_PROBLEM A:_ From the forum thread on comparing two groups of variables, retype the part that opens with the words containing "I have a data" and closes with "the variable result.".
_PROBLEM B:_ Write what comes next in the forum thread on comparing two groups of variables, starting from the point where it stops.

_TEXT PROVIDED:_
————————

I have a data that contains two sets of variables, and I want to compare whether the two sets have the same value. In each line of the two sets of variables, mark it as 1 whenever the same value exists, and 0 otherwise. To illustrate the problem, I generate data a1. I want to determine whether any values in the first group of variables (z1 and x1) and the second group of variables (z2 and x2) are same and generate the variable result.
a1=data.table(z1=c(1:5),x1=c(3:7),z2=c(2:6),x2=c(3,5,4,7,5))
a1$result=c(1,0,0,0,1)
The actual data is close to 20 million lines, and there are many variables in each group. I want to find the most efficient method. Thanks a lot!
CodePudding user response:
We may loop over the rows, find the length
of the intersect
between the pairs and convert to logical
library(data.table)

————————

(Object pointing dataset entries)
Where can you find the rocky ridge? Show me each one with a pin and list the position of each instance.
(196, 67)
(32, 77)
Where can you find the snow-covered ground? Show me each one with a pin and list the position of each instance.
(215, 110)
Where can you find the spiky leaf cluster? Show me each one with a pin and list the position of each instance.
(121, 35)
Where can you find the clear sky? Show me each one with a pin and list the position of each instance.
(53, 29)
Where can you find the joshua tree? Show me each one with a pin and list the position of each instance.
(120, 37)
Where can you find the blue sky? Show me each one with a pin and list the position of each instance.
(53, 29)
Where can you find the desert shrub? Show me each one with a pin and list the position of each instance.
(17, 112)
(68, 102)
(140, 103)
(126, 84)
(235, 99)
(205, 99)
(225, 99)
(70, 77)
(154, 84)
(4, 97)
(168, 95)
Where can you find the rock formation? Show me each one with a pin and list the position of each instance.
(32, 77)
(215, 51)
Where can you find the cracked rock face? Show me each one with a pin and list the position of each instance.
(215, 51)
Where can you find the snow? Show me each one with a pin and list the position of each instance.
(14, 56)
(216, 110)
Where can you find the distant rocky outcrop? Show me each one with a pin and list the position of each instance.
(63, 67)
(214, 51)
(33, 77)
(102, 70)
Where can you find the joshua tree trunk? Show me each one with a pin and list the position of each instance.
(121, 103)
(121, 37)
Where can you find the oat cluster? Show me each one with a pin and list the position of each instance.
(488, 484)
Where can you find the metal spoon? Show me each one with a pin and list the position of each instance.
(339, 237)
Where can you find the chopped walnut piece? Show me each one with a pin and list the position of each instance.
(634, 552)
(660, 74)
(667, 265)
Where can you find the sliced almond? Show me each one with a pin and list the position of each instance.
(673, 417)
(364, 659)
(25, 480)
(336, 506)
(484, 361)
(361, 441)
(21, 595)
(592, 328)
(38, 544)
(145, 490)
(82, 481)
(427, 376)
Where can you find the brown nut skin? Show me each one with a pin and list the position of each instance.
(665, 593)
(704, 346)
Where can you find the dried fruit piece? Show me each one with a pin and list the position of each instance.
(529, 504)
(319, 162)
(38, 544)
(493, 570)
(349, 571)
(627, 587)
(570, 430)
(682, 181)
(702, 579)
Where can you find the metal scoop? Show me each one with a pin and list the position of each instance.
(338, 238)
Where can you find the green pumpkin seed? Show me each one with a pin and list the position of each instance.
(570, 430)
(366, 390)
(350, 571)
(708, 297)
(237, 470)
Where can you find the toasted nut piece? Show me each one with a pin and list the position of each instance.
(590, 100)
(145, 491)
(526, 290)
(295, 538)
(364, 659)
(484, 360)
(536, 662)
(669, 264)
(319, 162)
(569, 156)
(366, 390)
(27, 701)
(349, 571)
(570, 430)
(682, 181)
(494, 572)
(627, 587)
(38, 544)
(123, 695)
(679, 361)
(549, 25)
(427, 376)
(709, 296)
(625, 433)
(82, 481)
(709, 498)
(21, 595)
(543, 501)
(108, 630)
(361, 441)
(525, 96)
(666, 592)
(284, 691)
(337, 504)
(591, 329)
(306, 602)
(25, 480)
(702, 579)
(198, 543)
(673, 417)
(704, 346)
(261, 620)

————————

_RESPONSE A:_
I have a data that contains two sets of variables, and I want to compare whether the two sets have the same value. In each line of the two sets of variables, mark it as 1 whenever the same value exists, and 0 otherwise. To illustrate the problem, I generate data a1. I want to determine whether any values in the first group of variables (z1 and x1) and the second group of variables (z2 and x2) are same and generate the variable result.

_RESPONSE B:_
a1[, result := (apply(.SD, 1, FUN = function(x)
length(intersect(x[1:2], x[3:4]))) > 0)]
-output
> a1
z1 x1 z2 x2 result
1: 1 3 2 3 1
2: 2 4 3 5 0
3: 3 5 4 4 0
4: 4 6 5 7 0
5: 5 7 6 5 1
With respect to efficiency, dapply
(from collapse
) may be faster compared to apply
library(collapse)
a1[, result := dapply(.SD, MARGIN = 1, FUN = function(x)
length(intersect(x[1:2], x[3:4])))]
Or use a vectorized option with str_detect
library(stringr)
a1[, result := (str_detect(paste(z1, x1), paste0(z2, "|", x2)))]
CodePudding user response:
Here's another generalizable method relying on the column names for each group:
g1 = grep("1", names(a1), value = TRUE)
g2 = grep("2", names(a1), value = TRUE)
a1[, result := as.integer(
apply(.SD, MARGIN = 1, FUN = function(x) any(x[g1] %in% x[g2]))
), .SDcols = c(g1, g2)]
a1
# z1 x1 z2 x2 result
# 1: 1 3 2 3 1
# 2: 2 4 3 5 0
# 3: 3 5 4 4 0
# 4: 4 6 5 7 0
# 5: 5 7 6 5 1
CodePudding user response:
The actual data is close to 20 million lines, and there are many variables in each group. I want to find the most efficient method
You can transform to long form and join to see if there are any matches. I guess it's relatively fast.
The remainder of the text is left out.